Ambientado imediatamente depois de Rocky IV, Rocky V mostra um Rocky falido e com graves problemas de saúde, que não pode mais lutar. Frustrado, ele decide treinar o jovem e impetuoso boxeador Tommy Gunn (Tommy Morrison), pois, enquanto está envolvido no treinamento, se esquece das agruras de sua vida. Infelizmente, ele se esquece também de sua família, o que enfurece seu filho, Robert (Sage Stallone, filho de Stallone na vida real), que se torna distante e começa a se envolver com más companhias. Pior ainda, o ambicioso treinador George Washington Duke (Richard Gant) consegue convencer Tommy de que Rocky o está treinando com segundas intenções, o que o leva a desafiar Rocky para uma luta de rua. Rocky então precisa arriscar sua vida para recuperar sua família e sua honra.
Depois do grande fracasso de Rocky V (e dos subsequentes problemas financeiros da United Artists), os produtores decidiram encerrar a série. Stallone, porém, jamais se conformou, considerando que foi negligente consigo mesmo e com os fãs durante a produção do último filme, e que Rocky V não era um final digno para a série. Somente quinze anos após o lançamento de Rocky V, porém, é que ele teria a chance de encerrar a série com dignidade.

[Entradas do conjunto de dados]

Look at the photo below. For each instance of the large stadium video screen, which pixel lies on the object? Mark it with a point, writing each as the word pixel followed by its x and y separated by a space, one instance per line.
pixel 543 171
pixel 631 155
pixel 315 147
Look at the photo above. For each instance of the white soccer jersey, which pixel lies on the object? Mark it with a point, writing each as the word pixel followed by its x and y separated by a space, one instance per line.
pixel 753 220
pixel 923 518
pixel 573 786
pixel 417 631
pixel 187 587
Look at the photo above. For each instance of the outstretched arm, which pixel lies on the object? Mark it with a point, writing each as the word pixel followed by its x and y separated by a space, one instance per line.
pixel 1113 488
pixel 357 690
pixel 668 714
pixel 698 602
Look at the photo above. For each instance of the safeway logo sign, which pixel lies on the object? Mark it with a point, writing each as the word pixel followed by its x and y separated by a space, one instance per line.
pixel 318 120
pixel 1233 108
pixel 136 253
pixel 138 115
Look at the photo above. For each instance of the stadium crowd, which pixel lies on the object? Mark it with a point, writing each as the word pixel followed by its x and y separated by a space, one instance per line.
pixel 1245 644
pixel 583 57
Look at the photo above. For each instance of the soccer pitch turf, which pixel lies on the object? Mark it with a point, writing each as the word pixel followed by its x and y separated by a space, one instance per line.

## Tarefa 1
Atualize o texto sobre Rocky V desde "Depois do grande" até "série com dignidade.", inclusive, substituindo "produtores" por "executivos".
## Tarefa 2
De acordo com o texto sobre Rocky V, quem interpreta Robert, o filho de Rocky?
## Tarefa 3
Retome o texto sobre Rocky V e dê continuidade a ele a partir da última frase.
A listagem não tem relação com o texto sobre Rocky V.

## Resultado do exercício 1
Depois do grande fracasso de Rocky V (e dos subsequentes problemas financeiros da United Artists), os executivos decidiram encerrar a série. Stallone, porém, jamais se conformou, considerando que foi negligente consigo mesmo e com os fãs durante a produção do último filme, e que Rocky V não era um final digno para a série. Somente quinze anos após o lançamento de Rocky V, porém, é que ele teria a chance de encerrar a série com dignidade.

## Resultado do exercício 2
Sage Stallone, filho de Stallone na vida real.

## Resultado do exercício 3
Como parte das comemorações dos trinta anos do primeiro filme, Stallone decidiu oferecer à Columbia Pictures, que agora controlava a MGM, que havia comprado a United Artists, o roteiro de um encerramento para a série. A Columbia aprovou, e deu luz verde para o projeto. Ao invés de chamá-lo de Rocky VI, Stallone optou pelo nome de Rocky Balboa. Alguns entenderam isso como um sinal de que ele estava desconsiderando o quinto filme, mas Stallone nunca confirmou esse fato - apesar de continuar afirmando que Rocky V foi um erro e não era um final digno para a série. Até mesmo quando questinado sobre como Rocky conseguiria subir em um ringue novamente após ser proibido pelos médicos, ele se saiu com uma resposta criativa, alegando que os avanços da medicina permitiram um diagnóstico diferente.
Mas o passado de Rocky vem ao seu encontro quando a ESPN utiliza um programa de computador para criar uma luta entre ele, no auge de sua forma, e o atual campeão dos peso-pesados, Mason Dixon (Antonio Tarver). Apesar de ser o detentor do título, Dixon sofre com desconfiança e queda de popularidade, motivadas por acusações de que seu empresário só aceitaria marcar lutas com adversários mais fracos, acusação bastante semelhante à da que Rocky era alvo em Rocky II. Vendo na repercussão da luta virtual uma chance de aumentar sua popularidade, Dixon decide convidar Rocky para uma luta de exibição em Las Vegas. Com saudades de seus áureos tempos, Rocky, apesar da idade, e de saber ter poucas chances de vencer, aceita. Enquanto volta a treinar, Rocky tem de se reconciliar com seu filho, que é contra a ideia.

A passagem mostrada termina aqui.